(Entries taken from a collection)
*** Begin section ***

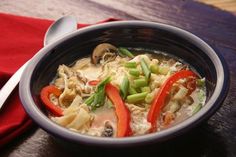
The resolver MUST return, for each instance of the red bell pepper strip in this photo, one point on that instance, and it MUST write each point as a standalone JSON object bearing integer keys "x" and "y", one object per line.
{"x": 44, "y": 95}
{"x": 159, "y": 100}
{"x": 122, "y": 112}
{"x": 191, "y": 85}
{"x": 93, "y": 82}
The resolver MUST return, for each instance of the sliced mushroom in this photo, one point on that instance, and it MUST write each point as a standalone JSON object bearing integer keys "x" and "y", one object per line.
{"x": 100, "y": 50}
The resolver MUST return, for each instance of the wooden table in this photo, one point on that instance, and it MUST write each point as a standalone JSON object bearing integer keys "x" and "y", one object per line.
{"x": 214, "y": 138}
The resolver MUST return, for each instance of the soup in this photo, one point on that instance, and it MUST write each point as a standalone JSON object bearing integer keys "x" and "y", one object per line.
{"x": 116, "y": 93}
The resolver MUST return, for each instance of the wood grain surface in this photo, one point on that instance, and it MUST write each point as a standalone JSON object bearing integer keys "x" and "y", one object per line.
{"x": 214, "y": 138}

*** End section ***

## What the exercise asks
After finding the line that contains "The resolver MUST return, for each instance of the wood grain" in the records above, copy that line and each one after it exactly, through the final line.

## Response
The resolver MUST return, for each instance of the wood grain surface in this photo, one point on that instance, and it MUST write each point as a standalone JSON object bearing integer keys "x" and "y", one object per line.
{"x": 214, "y": 138}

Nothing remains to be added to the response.